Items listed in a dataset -
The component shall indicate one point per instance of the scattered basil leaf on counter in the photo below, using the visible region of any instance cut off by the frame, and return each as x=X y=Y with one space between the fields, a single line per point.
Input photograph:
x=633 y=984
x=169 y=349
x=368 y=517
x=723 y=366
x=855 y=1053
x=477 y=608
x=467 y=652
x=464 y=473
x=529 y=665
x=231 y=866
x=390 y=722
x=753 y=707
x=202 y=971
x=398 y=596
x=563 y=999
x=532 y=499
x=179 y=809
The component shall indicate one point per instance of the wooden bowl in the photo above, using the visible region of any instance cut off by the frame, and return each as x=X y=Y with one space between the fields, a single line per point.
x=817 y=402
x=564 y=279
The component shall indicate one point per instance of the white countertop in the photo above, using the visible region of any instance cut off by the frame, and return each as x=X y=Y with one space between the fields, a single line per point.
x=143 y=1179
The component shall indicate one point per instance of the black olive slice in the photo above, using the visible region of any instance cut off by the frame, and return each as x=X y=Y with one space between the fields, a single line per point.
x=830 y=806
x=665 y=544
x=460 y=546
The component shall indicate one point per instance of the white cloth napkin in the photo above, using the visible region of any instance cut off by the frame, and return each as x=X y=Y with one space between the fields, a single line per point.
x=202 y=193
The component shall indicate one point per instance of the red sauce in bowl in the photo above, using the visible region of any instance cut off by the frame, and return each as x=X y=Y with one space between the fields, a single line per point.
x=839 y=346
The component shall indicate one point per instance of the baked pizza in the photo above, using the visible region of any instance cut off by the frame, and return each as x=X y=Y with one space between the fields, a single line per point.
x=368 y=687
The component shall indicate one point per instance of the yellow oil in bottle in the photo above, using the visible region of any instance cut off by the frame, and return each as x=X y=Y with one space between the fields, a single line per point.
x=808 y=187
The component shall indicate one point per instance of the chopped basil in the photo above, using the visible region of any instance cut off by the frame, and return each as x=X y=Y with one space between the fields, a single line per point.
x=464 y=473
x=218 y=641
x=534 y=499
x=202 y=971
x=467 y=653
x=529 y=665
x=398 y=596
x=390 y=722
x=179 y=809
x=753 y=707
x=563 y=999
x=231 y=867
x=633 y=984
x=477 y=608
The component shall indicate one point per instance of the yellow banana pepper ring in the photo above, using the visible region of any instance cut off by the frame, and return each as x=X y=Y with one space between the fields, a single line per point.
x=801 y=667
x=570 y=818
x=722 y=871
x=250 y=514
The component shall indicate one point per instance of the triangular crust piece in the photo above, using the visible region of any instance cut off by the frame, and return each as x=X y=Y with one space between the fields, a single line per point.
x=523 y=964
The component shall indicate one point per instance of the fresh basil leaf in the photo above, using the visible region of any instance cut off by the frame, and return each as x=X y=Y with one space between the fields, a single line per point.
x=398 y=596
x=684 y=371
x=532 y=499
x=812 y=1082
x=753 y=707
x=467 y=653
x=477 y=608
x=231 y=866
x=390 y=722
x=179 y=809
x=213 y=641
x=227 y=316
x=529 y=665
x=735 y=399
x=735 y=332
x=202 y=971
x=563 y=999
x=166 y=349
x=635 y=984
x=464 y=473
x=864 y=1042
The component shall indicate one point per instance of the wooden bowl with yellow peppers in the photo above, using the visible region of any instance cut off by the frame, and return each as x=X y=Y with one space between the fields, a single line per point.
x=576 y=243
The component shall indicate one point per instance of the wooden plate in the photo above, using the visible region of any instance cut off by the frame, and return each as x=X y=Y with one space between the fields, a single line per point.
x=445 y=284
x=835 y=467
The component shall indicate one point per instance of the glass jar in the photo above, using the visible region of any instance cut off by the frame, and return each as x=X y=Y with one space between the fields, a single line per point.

Set problem -
Convert every line of the material into a Markdown table with two columns, Row and Line, numbering the rows in order and leaving out any blank lines.

Full output -
| Row | Line |
|---|---|
| 1 | The component shall indicate one point per instance of the scattered basil leaf on counter in the photo below, using the visible region of any instance cut off by the frame, and return each as x=X y=Y with one space between the fields, a single line per point. |
| 2 | Input photograph: |
| 3 | x=633 y=984 |
| 4 | x=169 y=349 |
| 5 | x=368 y=517 |
| 6 | x=723 y=366 |
| 7 | x=855 y=1053 |
| 8 | x=477 y=608 |
| 9 | x=467 y=652 |
| 10 | x=464 y=473 |
| 11 | x=529 y=665 |
| 12 | x=231 y=866 |
| 13 | x=390 y=722 |
| 14 | x=753 y=707 |
| 15 | x=202 y=971 |
| 16 | x=398 y=596 |
| 17 | x=563 y=999 |
| 18 | x=532 y=499 |
| 19 | x=179 y=809 |
| 20 | The component shall indicate one point per instance of the wooden bowl in the photo above, using the visible region of any instance cut off by the frame, and return each as x=X y=Y with one space between the fields, a single line per point. |
| 21 | x=817 y=402 |
| 22 | x=564 y=279 |
| 23 | The component shall indicate one point per instance of the white countertop in the photo above, using the visible region of any instance cut off by the frame, and return each as x=X y=Y with one space between the fields, a single line per point. |
| 24 | x=143 y=1179 |
| 25 | The component shall indicate one point per instance of the black olive slice in the photo above, using the visible region of any instance cut off by the frame, and return each as x=X y=Y with one space between the fields, a single line per point. |
| 26 | x=830 y=806 |
| 27 | x=665 y=544 |
| 28 | x=460 y=546 |
| 29 | The component shall indicate one point per instance of the white cloth napkin in the photo above, using the visible region of any instance cut off by the frame, and return each as x=X y=Y with one space between the fields, a single line per point. |
| 30 | x=202 y=193 |
| 31 | The component shall indicate one point per instance of the red sauce in bowl in the photo above, using the visible region of any instance cut off by the frame, and return each as x=X y=Y with one space between the fields, a single line per point. |
| 32 | x=839 y=346 |
| 33 | The component shall indicate one point per instance of the baked pizza in the photo above, using the visible region of any instance cut off by the frame, and return each as x=X y=Y with one space between the fields, a single line per point. |
| 34 | x=368 y=687 |
| 35 | The component shall indicate one point per instance of the yellow oil in bottle in the photo above, using the visible region of any instance cut off by the frame, and return each as x=X y=Y with one space between the fields, a single line per point. |
| 36 | x=808 y=187 |
| 37 | The component shall indicate one point per instance of the chopped basil in the photo above, using the visible region of any instance cut off by the frame, and return each as x=X y=Y with one space between the fields, a single line per point. |
| 38 | x=464 y=473 |
| 39 | x=218 y=641 |
| 40 | x=534 y=499 |
| 41 | x=202 y=971 |
| 42 | x=467 y=653 |
| 43 | x=529 y=665 |
| 44 | x=398 y=596 |
| 45 | x=390 y=722 |
| 46 | x=179 y=809 |
| 47 | x=753 y=707 |
| 48 | x=563 y=999 |
| 49 | x=231 y=867 |
| 50 | x=633 y=984 |
| 51 | x=477 y=608 |
| 52 | The component shall indicate one point per instance of the yellow banana pepper ring in the photo above, using the visible region of any instance cut off by the frame, and return each as x=X y=Y with one space between the fields, a single line per point. |
| 53 | x=801 y=667 |
| 54 | x=570 y=818 |
| 55 | x=722 y=871 |
| 56 | x=250 y=514 |
| 57 | The component shall indicate one point per instance of the triangular crust piece in the photo above, using the visible region of any instance cut off by the frame, and return each as x=X y=Y with one space between the fields, a single line per point. |
| 58 | x=523 y=964 |
| 59 | The component shall indicate one point per instance of the fresh basil leaf in the photo above, using the visible region of any instance cut off by the frame, and return each as x=X y=Y with one space between the fields, a single line per point. |
| 60 | x=398 y=596 |
| 61 | x=684 y=371 |
| 62 | x=532 y=499 |
| 63 | x=812 y=1082 |
| 64 | x=753 y=707 |
| 65 | x=467 y=653 |
| 66 | x=477 y=608 |
| 67 | x=231 y=866 |
| 68 | x=390 y=722 |
| 69 | x=179 y=809 |
| 70 | x=213 y=641 |
| 71 | x=227 y=316 |
| 72 | x=529 y=665 |
| 73 | x=735 y=399 |
| 74 | x=735 y=332 |
| 75 | x=202 y=971 |
| 76 | x=563 y=999 |
| 77 | x=166 y=349 |
| 78 | x=635 y=984 |
| 79 | x=464 y=473 |
| 80 | x=864 y=1042 |
| 81 | The component shall indicate one point per instance of the wooden bowl with yellow peppers in the photo above, using the visible region of any instance cut off by the frame, and return each as x=X y=Y with one space between the fields, a single line per point. |
| 82 | x=576 y=243 |
| 83 | The component shall indicate one point per instance of the wooden plate in the photo above, using the visible region of any instance cut off by the frame, and return each as x=X y=Y with one space between the fields, a single line per point. |
| 84 | x=445 y=284 |
| 85 | x=835 y=467 |
| 86 | The component shall indicate one point per instance of the glass jar in the photo above, using the visible region of any instance cut off by the frame, and return each as x=X y=Y with one space between the fields, a single line per point. |